• _Data for review_:

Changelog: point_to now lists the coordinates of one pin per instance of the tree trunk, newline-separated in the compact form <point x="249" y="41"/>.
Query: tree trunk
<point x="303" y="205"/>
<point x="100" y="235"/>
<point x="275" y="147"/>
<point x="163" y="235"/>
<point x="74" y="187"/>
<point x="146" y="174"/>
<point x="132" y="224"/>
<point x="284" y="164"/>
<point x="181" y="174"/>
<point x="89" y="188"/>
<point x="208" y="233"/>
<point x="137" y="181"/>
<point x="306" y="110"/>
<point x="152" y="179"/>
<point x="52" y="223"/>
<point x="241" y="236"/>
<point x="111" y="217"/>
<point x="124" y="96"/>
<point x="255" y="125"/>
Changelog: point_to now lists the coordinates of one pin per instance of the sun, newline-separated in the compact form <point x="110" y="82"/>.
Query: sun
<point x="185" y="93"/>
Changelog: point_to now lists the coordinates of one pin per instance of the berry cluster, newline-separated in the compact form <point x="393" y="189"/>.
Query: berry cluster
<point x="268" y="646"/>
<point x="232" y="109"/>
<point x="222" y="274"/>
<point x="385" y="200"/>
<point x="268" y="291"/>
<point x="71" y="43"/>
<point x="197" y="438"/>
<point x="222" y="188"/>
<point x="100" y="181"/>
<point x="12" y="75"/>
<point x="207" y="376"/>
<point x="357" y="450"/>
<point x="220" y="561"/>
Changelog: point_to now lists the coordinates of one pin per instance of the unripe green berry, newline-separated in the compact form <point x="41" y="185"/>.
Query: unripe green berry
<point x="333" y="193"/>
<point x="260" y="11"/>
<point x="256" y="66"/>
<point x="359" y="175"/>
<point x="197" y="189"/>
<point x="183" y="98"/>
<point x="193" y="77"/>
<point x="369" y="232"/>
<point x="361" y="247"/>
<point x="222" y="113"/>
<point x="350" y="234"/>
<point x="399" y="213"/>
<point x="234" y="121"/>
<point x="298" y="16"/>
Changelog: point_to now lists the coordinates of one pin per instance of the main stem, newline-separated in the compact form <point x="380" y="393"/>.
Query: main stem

• _Your assignment_: Leave out every line above except those from the line with "Query: berry cluster" up to and including the line with "of the unripe", and copy those exactly.

• _Task output_:
Query: berry cluster
<point x="268" y="646"/>
<point x="232" y="109"/>
<point x="222" y="274"/>
<point x="385" y="200"/>
<point x="268" y="291"/>
<point x="71" y="43"/>
<point x="197" y="438"/>
<point x="222" y="188"/>
<point x="100" y="181"/>
<point x="12" y="75"/>
<point x="207" y="376"/>
<point x="357" y="450"/>
<point x="220" y="561"/>
Changelog: point_to now lists the coordinates of one pin per instance of the unripe green berry, newline-separated in the compact form <point x="41" y="185"/>.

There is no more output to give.